'''

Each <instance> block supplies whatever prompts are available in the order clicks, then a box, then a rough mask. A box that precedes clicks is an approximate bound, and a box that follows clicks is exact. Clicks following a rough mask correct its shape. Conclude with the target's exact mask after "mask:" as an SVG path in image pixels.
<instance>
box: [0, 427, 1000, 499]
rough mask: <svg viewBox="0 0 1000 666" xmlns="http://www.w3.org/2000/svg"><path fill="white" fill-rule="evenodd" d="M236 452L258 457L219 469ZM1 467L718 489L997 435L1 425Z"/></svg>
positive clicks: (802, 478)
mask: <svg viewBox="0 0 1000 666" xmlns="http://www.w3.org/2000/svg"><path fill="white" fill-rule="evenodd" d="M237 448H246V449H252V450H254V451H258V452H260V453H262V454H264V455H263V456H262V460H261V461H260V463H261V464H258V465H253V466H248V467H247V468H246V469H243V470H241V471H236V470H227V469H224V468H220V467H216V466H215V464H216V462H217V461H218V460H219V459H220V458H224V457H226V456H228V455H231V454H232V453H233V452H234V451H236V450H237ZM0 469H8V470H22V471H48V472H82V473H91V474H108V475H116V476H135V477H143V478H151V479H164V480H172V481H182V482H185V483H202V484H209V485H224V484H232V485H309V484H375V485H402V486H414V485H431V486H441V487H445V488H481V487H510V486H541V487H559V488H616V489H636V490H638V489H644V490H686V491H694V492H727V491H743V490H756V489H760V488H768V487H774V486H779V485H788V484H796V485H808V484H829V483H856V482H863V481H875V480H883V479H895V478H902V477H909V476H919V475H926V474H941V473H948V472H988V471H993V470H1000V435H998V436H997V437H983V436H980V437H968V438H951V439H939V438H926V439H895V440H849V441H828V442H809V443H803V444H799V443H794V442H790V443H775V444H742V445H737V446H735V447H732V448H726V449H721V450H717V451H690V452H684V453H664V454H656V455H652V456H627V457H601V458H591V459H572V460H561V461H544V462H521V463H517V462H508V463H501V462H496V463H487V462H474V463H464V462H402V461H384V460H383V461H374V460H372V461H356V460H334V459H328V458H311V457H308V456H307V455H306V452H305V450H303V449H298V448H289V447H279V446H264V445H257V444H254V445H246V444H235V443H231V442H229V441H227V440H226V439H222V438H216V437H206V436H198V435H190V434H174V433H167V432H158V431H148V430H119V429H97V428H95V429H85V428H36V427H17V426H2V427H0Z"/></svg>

'''

Directions: Copy every line of the records above word for word, with no changes.

Answer box:
Each <instance> block supplies whatever prompts are available in the order clicks, then a box, then a rough mask. A box that precedes clicks is an approximate bound, and a box that follows clicks is exact. Clicks following a rough mask correct its shape. Conclude with the target's exact mask after "mask:" as an SVG path in image pixels.
<instance>
box: [0, 427, 1000, 499]
rough mask: <svg viewBox="0 0 1000 666" xmlns="http://www.w3.org/2000/svg"><path fill="white" fill-rule="evenodd" d="M236 452L258 457L219 469ZM1 467L718 489L997 435L1 425Z"/></svg>
positive clicks: (802, 478)
mask: <svg viewBox="0 0 1000 666" xmlns="http://www.w3.org/2000/svg"><path fill="white" fill-rule="evenodd" d="M237 448H246V449H252V450H254V451H258V452H260V453H262V454H264V455H263V456H262V460H261V461H260V463H261V464H258V465H253V466H248V467H247V468H246V469H243V470H241V471H236V470H227V469H224V468H220V467H216V466H215V464H216V462H217V461H218V460H219V459H220V458H224V457H226V456H228V455H231V454H232V453H233V452H234V451H236V450H237ZM0 469H8V470H22V471H48V472H82V473H91V474H108V475H116V476H135V477H143V478H151V479H164V480H172V481H182V482H185V483H202V484H209V485H224V484H232V485H309V484H375V485H402V486H414V485H431V486H441V487H445V488H481V487H510V486H541V487H559V488H616V489H636V490H638V489H644V490H686V491H694V492H727V491H743V490H756V489H760V488H768V487H774V486H779V485H788V484H796V485H808V484H829V483H856V482H863V481H875V480H883V479H895V478H902V477H909V476H919V475H926V474H941V473H948V472H988V471H993V470H1000V435H998V436H997V437H983V436H980V437H968V438H951V439H939V438H926V439H895V440H849V441H828V442H809V443H803V444H799V443H794V442H790V443H775V444H742V445H737V446H735V447H732V448H726V449H721V450H717V451H690V452H684V453H664V454H656V455H652V456H627V457H601V458H591V459H572V460H561V461H544V462H521V463H517V462H508V463H501V462H496V463H487V462H474V463H464V462H402V461H384V460H383V461H374V460H372V461H356V460H334V459H328V458H311V457H308V456H307V455H306V452H305V450H303V449H298V448H289V447H279V446H264V445H257V444H254V445H246V444H235V443H231V442H229V441H227V440H226V439H222V438H216V437H206V436H198V435H190V434H174V433H167V432H158V431H148V430H119V429H97V428H95V429H85V428H36V427H17V426H2V427H0Z"/></svg>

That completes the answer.